Excerpts of annotation records:
══════

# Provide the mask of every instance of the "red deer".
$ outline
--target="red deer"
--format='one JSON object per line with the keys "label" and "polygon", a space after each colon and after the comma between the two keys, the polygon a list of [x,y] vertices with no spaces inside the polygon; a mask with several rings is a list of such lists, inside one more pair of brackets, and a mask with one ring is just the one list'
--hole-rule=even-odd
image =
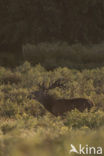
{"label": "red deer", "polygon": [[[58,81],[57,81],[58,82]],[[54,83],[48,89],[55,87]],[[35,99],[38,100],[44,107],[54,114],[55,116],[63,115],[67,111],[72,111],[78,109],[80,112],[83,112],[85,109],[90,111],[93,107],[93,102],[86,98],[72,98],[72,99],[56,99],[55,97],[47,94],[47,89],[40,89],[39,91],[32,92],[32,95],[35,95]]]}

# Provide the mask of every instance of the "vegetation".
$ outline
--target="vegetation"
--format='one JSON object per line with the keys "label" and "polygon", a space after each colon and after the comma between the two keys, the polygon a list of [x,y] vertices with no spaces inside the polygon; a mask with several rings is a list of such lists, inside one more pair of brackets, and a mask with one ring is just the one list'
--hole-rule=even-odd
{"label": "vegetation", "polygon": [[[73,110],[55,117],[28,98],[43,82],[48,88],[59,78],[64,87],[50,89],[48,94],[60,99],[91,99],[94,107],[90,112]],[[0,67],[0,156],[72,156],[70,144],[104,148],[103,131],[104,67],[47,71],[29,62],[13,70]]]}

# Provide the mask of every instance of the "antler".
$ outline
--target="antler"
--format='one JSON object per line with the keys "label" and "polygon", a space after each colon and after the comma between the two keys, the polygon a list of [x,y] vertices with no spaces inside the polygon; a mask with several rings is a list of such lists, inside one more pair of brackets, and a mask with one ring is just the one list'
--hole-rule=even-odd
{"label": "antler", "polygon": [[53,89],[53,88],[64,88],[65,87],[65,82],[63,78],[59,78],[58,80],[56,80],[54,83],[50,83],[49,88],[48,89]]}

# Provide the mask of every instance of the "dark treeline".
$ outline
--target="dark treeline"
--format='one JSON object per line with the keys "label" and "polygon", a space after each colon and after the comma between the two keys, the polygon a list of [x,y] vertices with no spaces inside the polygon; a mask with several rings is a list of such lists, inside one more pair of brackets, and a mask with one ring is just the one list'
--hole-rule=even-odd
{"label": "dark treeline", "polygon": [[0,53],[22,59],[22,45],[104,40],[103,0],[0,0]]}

══════

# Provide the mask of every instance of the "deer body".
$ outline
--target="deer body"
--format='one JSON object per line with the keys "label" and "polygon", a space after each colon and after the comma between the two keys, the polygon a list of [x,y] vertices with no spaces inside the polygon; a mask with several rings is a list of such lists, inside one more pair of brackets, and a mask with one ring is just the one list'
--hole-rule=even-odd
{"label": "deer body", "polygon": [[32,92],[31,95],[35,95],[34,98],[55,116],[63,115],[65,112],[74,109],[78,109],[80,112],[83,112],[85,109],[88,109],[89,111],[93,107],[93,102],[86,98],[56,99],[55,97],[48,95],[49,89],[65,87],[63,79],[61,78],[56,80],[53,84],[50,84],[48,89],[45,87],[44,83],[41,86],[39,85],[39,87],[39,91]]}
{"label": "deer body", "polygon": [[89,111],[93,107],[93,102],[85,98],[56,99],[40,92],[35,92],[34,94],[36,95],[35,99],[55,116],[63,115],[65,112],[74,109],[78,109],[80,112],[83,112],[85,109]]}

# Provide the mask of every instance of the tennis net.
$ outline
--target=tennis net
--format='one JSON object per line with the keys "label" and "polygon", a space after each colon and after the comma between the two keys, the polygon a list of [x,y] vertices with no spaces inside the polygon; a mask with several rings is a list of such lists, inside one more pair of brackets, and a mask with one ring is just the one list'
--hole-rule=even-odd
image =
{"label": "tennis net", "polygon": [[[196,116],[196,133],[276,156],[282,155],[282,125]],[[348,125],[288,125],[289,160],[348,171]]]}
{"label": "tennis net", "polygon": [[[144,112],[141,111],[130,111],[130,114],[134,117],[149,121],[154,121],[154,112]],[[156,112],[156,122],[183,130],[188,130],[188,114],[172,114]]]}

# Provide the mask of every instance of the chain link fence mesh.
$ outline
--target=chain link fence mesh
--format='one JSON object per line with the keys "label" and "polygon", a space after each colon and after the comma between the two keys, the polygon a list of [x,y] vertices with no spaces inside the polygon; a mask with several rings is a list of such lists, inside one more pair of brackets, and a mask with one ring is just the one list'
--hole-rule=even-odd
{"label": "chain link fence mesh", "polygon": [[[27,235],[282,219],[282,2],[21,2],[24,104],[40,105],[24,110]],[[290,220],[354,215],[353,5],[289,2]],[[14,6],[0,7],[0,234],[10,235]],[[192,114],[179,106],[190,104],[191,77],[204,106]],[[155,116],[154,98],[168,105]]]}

══════

Task objective |
Pull out each line above that contains the string "dark". Case counts, so treat uppercase and lowercase letters as different.

Solution |
# Provide the mask of every instance of the "dark treeline".
--target="dark treeline"
{"label": "dark treeline", "polygon": [[0,53],[22,59],[22,45],[104,40],[103,0],[0,0]]}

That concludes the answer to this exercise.